Task to complete » In the passage on gene expression in developing siliques, copy word for word everything from "The expression profile of genes in" down to "pCAMBIA 1300 vector.".

Expression Profile of Genes in Developing Siliques of Transgenic Plants Accumulating Ricinoleic Acid or Vernolic Acid

The expression profile of genes in developing siliques of transgenic plants producing vernolic and ricinoleic acids were performed on two independent lines that accumulated the highest and similar amounts of unusual fatty acids. These lines were WTNH8.1 and WTNH13.1 for the 12-hydroxylase-expressing plants and WTNE5.1 and WTNE7.4 for 12-epoxygenase-expressing plants (Table I). The control plant line WTPC7.3 was transformed with only the pCAMBIA 1300 vector.

The expression profile of genes was studied for developing siliques 9 to 13 d after fertilization. This time window included stages in seed development where the rate of oil accumulation was at its maximum and where the expression of the napin promoter was high. Comparison of lines accumulating ricinoleic acid or vernolic acid with the control confirmed strong expression of the 12-hydroxylase and 12-epoxygenase genes in developing siliques (>60-fold increase compared with control). However, in all of the lines tested, no other genes were found to change expression level above the cutoff level of 2-fold. The only exception was the 2.6-fold reduction in the expression of the GST11 gene in transgenic line N10.3NH1.1 detected with the use of a full-length cDNA fragment. Further analysis of the expression profile of all the members of the glutathione s-transferase (GST) gene family with smaller gene-specific fragments did not reveal any change in the expression of GST-encoding genes, including GST11 (E. Rezzonico, Y. Poirier, and F. Mauch, unpublished data). No change in GST11 expression was detected in other transgenic lines.

Recorded information »
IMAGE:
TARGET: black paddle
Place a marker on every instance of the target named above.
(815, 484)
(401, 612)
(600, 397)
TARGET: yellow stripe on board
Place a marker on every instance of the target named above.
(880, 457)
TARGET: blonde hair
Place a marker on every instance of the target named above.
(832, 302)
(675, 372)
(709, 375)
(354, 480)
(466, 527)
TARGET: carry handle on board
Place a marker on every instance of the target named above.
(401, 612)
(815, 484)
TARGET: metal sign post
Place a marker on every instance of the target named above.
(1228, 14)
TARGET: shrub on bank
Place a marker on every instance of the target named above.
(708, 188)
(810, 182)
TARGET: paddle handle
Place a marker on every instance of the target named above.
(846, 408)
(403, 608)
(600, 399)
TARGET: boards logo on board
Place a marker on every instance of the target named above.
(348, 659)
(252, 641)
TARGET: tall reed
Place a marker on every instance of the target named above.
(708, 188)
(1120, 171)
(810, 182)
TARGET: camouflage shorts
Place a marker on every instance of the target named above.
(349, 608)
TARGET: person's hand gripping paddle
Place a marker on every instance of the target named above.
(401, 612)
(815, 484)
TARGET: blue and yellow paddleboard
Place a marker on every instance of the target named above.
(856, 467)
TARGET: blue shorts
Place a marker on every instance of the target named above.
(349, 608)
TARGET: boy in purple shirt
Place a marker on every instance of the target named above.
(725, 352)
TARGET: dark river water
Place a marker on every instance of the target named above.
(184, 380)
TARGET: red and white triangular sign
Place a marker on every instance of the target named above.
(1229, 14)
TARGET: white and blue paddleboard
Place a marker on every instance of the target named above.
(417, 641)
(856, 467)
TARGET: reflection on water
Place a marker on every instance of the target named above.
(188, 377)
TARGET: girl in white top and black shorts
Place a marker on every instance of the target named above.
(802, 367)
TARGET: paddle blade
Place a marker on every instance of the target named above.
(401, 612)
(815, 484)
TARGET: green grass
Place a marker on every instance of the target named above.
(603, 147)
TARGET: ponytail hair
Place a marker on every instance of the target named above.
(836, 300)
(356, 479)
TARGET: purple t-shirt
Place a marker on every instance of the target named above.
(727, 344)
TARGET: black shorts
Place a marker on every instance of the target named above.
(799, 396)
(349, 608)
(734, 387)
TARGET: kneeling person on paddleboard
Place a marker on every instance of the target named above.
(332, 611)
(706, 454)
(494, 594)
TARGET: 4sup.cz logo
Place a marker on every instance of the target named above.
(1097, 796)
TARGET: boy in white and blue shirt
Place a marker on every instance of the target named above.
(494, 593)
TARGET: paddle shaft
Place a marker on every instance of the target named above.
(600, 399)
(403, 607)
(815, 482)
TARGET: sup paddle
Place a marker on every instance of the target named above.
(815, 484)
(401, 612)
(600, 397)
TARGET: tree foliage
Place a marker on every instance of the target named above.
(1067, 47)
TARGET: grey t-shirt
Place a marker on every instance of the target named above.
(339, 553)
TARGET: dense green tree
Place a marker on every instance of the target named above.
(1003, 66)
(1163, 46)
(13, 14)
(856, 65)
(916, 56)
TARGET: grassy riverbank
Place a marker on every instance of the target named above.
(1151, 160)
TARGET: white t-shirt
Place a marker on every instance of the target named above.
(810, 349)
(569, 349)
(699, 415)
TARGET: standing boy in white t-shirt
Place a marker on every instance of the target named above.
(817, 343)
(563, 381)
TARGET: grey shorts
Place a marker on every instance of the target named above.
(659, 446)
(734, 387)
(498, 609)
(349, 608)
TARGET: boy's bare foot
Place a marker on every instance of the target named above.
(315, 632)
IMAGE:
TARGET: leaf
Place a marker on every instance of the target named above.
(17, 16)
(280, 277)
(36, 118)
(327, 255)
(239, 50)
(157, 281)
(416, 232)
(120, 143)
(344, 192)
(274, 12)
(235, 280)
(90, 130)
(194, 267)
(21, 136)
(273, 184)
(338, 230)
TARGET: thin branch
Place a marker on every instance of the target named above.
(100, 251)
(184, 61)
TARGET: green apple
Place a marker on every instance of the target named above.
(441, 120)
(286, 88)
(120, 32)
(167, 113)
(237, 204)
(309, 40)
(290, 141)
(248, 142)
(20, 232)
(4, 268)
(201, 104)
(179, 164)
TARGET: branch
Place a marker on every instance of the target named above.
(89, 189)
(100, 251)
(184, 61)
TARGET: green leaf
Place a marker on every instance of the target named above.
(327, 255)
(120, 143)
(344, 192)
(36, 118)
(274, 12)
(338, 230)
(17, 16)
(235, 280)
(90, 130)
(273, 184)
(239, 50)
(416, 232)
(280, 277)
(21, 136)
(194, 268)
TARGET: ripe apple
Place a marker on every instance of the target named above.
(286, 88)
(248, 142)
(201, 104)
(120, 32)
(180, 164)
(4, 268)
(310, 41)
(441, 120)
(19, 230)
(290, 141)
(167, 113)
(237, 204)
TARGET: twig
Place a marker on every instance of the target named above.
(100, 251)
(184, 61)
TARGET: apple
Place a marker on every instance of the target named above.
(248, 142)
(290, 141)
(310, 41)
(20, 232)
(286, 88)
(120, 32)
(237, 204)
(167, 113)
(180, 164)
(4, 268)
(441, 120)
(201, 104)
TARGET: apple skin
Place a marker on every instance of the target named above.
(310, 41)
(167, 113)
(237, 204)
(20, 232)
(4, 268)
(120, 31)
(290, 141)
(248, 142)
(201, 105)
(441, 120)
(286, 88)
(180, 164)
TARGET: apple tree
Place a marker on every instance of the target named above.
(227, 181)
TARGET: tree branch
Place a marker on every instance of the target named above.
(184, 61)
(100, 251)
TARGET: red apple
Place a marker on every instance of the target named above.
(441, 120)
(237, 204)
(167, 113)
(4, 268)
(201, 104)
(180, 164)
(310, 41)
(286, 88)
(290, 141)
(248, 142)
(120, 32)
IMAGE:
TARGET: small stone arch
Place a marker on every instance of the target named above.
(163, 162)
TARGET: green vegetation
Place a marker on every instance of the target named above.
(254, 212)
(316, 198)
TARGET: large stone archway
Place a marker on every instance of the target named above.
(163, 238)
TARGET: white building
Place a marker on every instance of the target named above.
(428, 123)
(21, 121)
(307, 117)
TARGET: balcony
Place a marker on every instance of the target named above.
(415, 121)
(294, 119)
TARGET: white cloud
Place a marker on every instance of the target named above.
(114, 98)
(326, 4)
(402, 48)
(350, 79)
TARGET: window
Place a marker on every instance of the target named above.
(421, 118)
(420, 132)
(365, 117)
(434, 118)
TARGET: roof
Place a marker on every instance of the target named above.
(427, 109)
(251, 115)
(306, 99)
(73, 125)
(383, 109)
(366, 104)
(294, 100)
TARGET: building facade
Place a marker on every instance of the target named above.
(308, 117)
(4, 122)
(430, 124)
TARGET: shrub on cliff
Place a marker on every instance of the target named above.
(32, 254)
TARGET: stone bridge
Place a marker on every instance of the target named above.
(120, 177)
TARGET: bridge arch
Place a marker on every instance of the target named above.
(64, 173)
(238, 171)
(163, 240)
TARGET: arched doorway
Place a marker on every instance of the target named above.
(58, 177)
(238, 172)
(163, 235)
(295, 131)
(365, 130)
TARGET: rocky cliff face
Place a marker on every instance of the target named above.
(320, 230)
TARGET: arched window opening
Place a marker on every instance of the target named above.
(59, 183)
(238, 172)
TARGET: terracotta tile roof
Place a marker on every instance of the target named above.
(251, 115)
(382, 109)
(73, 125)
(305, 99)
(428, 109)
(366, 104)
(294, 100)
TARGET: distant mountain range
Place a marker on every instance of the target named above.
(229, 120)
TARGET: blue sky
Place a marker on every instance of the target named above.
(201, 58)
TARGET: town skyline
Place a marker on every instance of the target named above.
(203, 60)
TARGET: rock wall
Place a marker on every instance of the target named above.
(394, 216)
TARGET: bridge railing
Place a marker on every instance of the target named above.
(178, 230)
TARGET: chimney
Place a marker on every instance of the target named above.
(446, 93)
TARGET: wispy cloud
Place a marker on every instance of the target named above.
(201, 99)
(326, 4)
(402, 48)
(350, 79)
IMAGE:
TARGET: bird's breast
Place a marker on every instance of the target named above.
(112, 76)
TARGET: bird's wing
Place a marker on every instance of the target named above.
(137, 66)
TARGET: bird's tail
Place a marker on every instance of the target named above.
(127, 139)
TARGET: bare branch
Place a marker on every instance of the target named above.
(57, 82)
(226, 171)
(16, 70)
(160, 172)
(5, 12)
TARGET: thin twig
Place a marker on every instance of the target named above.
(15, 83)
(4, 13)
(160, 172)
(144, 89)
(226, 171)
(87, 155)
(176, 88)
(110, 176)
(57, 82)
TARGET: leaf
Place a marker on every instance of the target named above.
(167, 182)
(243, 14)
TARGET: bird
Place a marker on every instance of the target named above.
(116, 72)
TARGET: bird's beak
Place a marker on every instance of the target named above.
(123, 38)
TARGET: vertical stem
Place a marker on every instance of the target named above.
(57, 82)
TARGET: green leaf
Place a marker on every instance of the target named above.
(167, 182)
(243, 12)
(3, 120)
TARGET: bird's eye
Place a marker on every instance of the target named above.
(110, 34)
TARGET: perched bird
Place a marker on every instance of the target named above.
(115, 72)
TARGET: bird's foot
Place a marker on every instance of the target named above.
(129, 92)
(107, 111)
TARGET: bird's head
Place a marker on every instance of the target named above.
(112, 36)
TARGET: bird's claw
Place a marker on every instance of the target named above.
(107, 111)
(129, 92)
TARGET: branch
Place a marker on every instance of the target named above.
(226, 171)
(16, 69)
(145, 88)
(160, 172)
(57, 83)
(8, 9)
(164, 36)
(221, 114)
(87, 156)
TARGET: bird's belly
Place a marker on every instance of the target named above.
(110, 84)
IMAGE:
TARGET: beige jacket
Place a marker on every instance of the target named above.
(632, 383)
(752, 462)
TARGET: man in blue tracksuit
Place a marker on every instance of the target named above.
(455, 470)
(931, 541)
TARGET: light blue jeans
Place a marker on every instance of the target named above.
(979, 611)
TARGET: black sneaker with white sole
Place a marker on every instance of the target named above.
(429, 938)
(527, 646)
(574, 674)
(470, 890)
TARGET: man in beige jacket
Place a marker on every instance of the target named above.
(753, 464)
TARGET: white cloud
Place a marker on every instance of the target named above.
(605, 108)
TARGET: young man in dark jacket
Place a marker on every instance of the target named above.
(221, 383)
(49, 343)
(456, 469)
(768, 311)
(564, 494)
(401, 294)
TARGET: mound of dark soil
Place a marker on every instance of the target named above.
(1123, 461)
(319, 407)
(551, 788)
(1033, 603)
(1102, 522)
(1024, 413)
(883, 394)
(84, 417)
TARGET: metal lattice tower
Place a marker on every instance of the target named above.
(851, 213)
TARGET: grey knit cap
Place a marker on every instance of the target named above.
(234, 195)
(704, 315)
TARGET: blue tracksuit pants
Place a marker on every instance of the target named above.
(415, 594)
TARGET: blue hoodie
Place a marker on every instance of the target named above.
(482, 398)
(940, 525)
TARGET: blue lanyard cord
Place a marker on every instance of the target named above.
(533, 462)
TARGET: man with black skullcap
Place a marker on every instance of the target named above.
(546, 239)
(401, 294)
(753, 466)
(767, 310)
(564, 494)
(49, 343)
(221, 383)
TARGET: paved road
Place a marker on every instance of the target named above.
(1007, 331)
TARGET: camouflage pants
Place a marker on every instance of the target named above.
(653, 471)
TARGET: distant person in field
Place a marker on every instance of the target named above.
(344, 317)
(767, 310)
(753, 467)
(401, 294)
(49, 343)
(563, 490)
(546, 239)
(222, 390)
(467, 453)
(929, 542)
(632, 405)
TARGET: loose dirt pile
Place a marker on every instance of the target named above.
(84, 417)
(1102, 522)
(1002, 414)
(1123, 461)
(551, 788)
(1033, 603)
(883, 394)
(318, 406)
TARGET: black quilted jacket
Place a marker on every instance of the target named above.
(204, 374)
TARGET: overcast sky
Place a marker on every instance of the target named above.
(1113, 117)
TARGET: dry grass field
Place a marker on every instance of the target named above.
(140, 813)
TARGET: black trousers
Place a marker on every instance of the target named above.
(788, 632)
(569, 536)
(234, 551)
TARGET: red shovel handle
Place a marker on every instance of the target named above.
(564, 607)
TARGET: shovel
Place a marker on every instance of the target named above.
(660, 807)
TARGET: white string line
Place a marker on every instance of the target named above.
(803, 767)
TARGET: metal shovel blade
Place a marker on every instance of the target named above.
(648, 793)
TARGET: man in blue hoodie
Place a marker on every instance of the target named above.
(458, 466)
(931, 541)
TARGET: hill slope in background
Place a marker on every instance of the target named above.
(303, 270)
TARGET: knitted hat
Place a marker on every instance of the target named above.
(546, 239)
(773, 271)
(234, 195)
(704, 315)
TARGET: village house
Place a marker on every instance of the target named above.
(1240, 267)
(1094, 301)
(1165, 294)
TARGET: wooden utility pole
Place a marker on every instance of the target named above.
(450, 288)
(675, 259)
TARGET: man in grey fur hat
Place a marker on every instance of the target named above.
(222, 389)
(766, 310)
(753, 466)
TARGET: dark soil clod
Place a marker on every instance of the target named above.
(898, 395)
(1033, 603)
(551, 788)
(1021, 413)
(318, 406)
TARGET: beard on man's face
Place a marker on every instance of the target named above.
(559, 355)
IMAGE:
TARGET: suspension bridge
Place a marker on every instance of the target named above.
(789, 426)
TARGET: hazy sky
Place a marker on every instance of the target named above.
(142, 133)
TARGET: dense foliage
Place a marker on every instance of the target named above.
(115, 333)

Finished exercise »
The expression profile of genes in developing siliques of transgenic plants producing vernolic and ricinoleic acids were performed on two independent lines that accumulated the highest and similar amounts of unusual fatty acids. These lines were WTNH8.1 and WTNH13.1 for the 12-hydroxylase-expressing plants and WTNE5.1 and WTNE7.4 for 12-epoxygenase-expressing plants (Table I). The control plant line WTPC7.3 was transformed with only the pCAMBIA 1300 vector.